## WORK REQUEST
Scanning the entries below, copy every line that contains the word "like".

[Natural-language object grounding data]
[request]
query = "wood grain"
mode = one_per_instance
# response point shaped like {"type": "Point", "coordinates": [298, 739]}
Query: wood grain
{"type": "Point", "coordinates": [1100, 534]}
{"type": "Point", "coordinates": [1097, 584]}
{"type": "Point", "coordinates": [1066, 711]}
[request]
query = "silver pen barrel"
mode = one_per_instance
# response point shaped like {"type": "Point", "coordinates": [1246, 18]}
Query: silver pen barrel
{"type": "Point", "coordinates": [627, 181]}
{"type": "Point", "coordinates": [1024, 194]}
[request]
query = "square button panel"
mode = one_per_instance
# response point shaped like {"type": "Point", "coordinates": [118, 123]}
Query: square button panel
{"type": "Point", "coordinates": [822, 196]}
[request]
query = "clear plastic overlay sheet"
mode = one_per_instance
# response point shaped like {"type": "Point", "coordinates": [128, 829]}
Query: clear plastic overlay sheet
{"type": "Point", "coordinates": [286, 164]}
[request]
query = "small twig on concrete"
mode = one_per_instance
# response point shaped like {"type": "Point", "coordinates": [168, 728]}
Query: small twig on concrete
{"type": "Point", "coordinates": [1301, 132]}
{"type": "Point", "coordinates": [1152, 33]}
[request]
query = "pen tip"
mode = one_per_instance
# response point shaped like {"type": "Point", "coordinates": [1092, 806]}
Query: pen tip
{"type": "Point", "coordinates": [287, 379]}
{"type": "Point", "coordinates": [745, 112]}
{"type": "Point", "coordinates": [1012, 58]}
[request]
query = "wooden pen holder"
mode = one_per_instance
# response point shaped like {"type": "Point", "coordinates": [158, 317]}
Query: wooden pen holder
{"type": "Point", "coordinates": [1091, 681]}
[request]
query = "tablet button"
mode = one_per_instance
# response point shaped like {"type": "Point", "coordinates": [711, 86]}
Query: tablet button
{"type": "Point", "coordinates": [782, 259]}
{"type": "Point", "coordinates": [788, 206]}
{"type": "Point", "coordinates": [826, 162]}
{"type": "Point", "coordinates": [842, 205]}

## ANSWER TO THIS EXERCISE
# response point shaped like {"type": "Point", "coordinates": [298, 739]}
# response point shaped like {"type": "Point", "coordinates": [1246, 18]}
# response point shaped like {"type": "Point", "coordinates": [118, 123]}
# response point shaped like {"type": "Point", "coordinates": [128, 829]}
# response point shaped like {"type": "Point", "coordinates": [168, 728]}
# response point shaped like {"type": "Point", "coordinates": [1092, 806]}
# response point shaped like {"type": "Point", "coordinates": [158, 317]}
# response point shaped like {"type": "Point", "coordinates": [711, 86]}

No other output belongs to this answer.